58年だと冷戦真っ最中ってとこかな、切手収集って趣味は世界的なもんだけど、彼のコレクションの中にハーケンクロイツの切手が伺えるのは、この物語の舞台や時代を匂わすスパイスですね。良い感じです。
十代だと女性の着替える姿なんてとても刺激的でそれを覗くなんて背徳感ありますね(笑)家庭内で使う燃料が石炭だなんて…これまで見たことないです。敗戦後10年以上も過ぎたドイツの国情が窺い知れるようなシーンです。街並みにも傷跡が散見されるので苦しい時代だったんでしょうねぇ。
部屋の一角にバスタブとシャワーを設置しただけ…風呂入るごとに部屋中湿気で大変だったろうな…
チルデンニットにスイングトップ…この年代のドイツってアイビースタイルが一般的なんだね。世界的にそうか…デニムが一般化したのは60年代入ってからだから、まだカジュアルウエアって無くてワイシャツにスラックスがベースの時代ですもんね。
彼女は30 前後彼はハイティーン…そんな二人の恋愛は複雑な心境が乱れあって然るべきだろう。子供には少し疲れた大人の女の気持ちは難しくて当然か…
そこからの展開は青年の夢想する世界だな…本を読んで、抱き合って…知的であって肉欲的でもあって…憧れる(笑)まだテレビが普及する前の時代だから本が娯楽の主役だった頃か…良い時代だったんだろうなぁ〜
ドイツの郊外、草原が広がる場所って「大脱走」を思い出します。ドイツは森の国だけどね。

◆ ◆ ◆ ◆ ◆ ◆ ◆

やること:
上の感想文を、一字も変えずに最初から最後までそのまま繰り返してください。 この先のデータは、上の感想文とは別のところから取ったものです。

データの抜き出し:
◆ ◆ ◆ ◆ ◆ ◆ ◆

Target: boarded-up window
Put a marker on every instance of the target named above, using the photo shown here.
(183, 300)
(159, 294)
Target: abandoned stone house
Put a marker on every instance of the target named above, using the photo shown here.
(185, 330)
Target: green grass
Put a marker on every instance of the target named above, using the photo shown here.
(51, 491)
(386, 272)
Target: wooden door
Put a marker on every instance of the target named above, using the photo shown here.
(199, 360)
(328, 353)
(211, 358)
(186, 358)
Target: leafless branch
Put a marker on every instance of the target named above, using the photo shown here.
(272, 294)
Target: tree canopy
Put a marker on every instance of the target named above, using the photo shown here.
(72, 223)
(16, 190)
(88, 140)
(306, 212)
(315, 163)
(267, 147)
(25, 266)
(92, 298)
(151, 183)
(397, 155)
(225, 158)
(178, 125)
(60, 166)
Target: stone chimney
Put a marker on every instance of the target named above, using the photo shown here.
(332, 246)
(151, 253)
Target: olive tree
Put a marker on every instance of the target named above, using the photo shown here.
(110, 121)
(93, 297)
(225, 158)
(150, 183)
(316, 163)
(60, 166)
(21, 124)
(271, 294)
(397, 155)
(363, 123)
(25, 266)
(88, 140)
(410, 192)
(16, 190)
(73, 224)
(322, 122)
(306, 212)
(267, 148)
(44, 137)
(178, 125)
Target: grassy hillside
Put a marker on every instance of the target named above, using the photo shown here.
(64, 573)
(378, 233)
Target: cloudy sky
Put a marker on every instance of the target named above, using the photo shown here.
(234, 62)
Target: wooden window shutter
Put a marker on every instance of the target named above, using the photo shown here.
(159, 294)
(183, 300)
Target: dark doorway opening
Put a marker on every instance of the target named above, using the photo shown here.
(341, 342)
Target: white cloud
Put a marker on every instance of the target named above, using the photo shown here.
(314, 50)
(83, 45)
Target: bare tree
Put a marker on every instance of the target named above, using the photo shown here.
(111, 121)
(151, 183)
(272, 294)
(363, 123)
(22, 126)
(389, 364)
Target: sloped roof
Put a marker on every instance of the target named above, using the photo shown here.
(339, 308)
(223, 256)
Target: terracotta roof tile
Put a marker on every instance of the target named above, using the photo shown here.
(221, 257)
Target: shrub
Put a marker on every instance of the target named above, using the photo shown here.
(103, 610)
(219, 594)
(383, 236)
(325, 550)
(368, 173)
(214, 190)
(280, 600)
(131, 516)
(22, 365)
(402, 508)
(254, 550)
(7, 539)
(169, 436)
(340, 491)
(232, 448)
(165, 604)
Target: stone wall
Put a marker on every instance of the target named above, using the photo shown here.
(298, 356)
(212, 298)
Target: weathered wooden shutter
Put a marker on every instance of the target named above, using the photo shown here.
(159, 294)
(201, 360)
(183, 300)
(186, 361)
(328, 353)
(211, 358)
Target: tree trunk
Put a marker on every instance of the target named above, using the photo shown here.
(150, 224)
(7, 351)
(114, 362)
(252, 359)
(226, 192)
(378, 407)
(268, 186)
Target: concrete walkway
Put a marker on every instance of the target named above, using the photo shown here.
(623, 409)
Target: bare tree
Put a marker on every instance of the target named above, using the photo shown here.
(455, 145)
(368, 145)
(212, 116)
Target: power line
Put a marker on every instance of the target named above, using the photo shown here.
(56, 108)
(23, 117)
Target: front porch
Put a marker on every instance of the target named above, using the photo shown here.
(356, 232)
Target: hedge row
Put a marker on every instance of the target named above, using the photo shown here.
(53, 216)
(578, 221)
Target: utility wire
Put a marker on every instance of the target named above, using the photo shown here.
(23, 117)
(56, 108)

◆ ◆ ◆ ◆ ◆ ◆ ◆

正しい答え:
58年だと冷戦真っ最中ってとこかな、切手収集って趣味は世界的なもんだけど、彼のコレクションの中にハーケンクロイツの切手が伺えるのは、この物語の舞台や時代を匂わすスパイスですね。良い感じです。
十代だと女性の着替える姿なんてとても刺激的でそれを覗くなんて背徳感ありますね(笑)家庭内で使う燃料が石炭だなんて…これまで見たことないです。敗戦後10年以上も過ぎたドイツの国情が窺い知れるようなシーンです。街並みにも傷跡が散見されるので苦しい時代だったんでしょうねぇ。
部屋の一角にバスタブとシャワーを設置しただけ…風呂入るごとに部屋中湿気で大変だったろうな…
チルデンニットにスイングトップ…この年代のドイツってアイビースタイルが一般的なんだね。世界的にそうか…デニムが一般化したのは60年代入ってからだから、まだカジュアルウエアって無くてワイシャツにスラックスがベースの時代ですもんね。
彼女は30 前後彼はハイティーン…そんな二人の恋愛は複雑な心境が乱れあって然るべきだろう。子供には少し疲れた大人の女の気持ちは難しくて当然か…
そこからの展開は青年の夢想する世界だな…本を読んで、抱き合って…知的であって肉欲的でもあって…憧れる(笑)まだテレビが普及する前の時代だから本が娯楽の主役だった頃か…良い時代だったんだろうなぁ〜
ドイツの郊外、草原が広がる場所って「大脱走」を思い出します。ドイツは森の国だけどね。